■ Direction A
Copy the listing word for word, beginning at the line that contains "Target: smooth gray bark" and stopping after the listing's final line.

--- start Text ---

FLAT-RATE ASSESSMENT PLAN UNSATISFACTORY IN ENGLAND.

The British contributory scheme established in 1829 by treasury minute and confirmed by the superannuation act of 1834 was deservedly unpopular, because it was unjust and little better than a lottery. So bitter were the complaints made against it by the employees that it was abolished in 1857 and followed, two years later, under the superannuation act of 1859, by the straight pension system of the last half century, which has also been found unsatisfactory, as explained above, and modified under the superannuation act of 1909. The contributory scheme required a flat contribution of 21 per cent of salary from all employees receiving less than £100 per annum, quite regardless of the age of the employee or any other condition, and 5 per cent from all receiving more than £100. The contributions of all employees were not merely commingled, as is generally the case where there is a flat-rate assessment; they were inextinguishably merged in the general exchequer. Not being funded or set aside for the accumulation of interest, it was not even known whether the sum total contributed was sufficient to pay the benefits allowed under the plan. There was a general impression that the rates were more than adequate to provide the benefits, and that the Government was making money at the expense of its employees. It is sometimes said that the British contributory plan was abandoned because the fund was found to be hopelessly insolvent. Such was not at all the case, for, in the first place, there was no fund to be insolvent, and, in the second place, it was. not known until about a year after the repeal of the superannuation act of 1834, when the investigating actuaries made their report, that the rates of deduction from salaries had been inadequate to provide the benefits under the act. Had there been a fund, it is true, however, that it would have become insolvent. The fact that eminent actuaries had generally shared the popular impression that the rates were more than adequate, until a minute and laborious investigation showed that quite the contrary was the fact is striking proof of the difficulty of fixing a flat rate of contribution which will be adequate in a given problem. The

discovery that the contributions were inadequate merely showed the British public, however, a new weakness in a plan they had already set aside for other reasons.

--- end Text ---
--- start Records to process ---

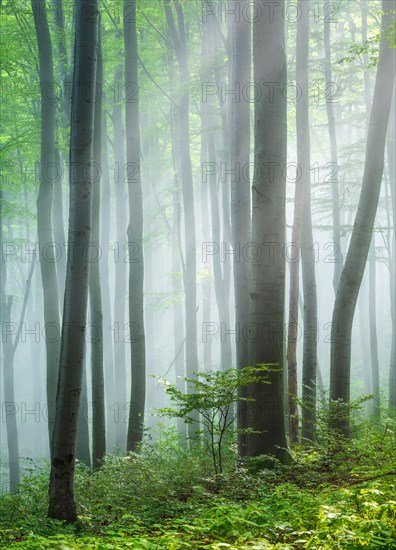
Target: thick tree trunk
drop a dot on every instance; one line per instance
(45, 202)
(135, 238)
(352, 274)
(83, 452)
(95, 290)
(61, 492)
(308, 254)
(268, 226)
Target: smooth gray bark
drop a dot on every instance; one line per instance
(268, 226)
(45, 203)
(135, 238)
(120, 285)
(95, 288)
(352, 273)
(179, 40)
(62, 505)
(339, 259)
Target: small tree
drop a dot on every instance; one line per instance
(214, 396)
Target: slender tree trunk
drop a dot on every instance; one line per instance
(107, 313)
(178, 37)
(339, 260)
(178, 311)
(373, 329)
(45, 202)
(9, 403)
(240, 199)
(95, 290)
(308, 256)
(375, 409)
(268, 226)
(120, 294)
(391, 148)
(62, 505)
(352, 274)
(83, 453)
(135, 238)
(59, 229)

--- end Records to process ---

■ Direction B
Answer from the text on the British flat-rate plan:
(i) In what year was the contributory scheme abolished?
(ii) What contribution was required from employees receiving more than £100 per annum?
(iii) Under which act was the straight pension system modified?

■ Task output A
Target: smooth gray bark
drop a dot on every instance; one line per instance
(268, 226)
(45, 203)
(135, 238)
(120, 285)
(95, 288)
(352, 273)
(179, 40)
(62, 505)
(339, 259)
Target: small tree
drop a dot on every instance; one line per instance
(214, 396)
Target: slender tree trunk
drop a dot on every instance; one line per instance
(107, 313)
(178, 37)
(339, 260)
(178, 311)
(373, 329)
(45, 202)
(9, 403)
(240, 199)
(95, 290)
(308, 256)
(375, 409)
(268, 226)
(120, 294)
(391, 148)
(62, 505)
(352, 274)
(83, 453)
(135, 238)
(59, 229)

■ Task output B
(i) 1857
(ii) 5 per cent of salary
(iii) The superannuation act of 1909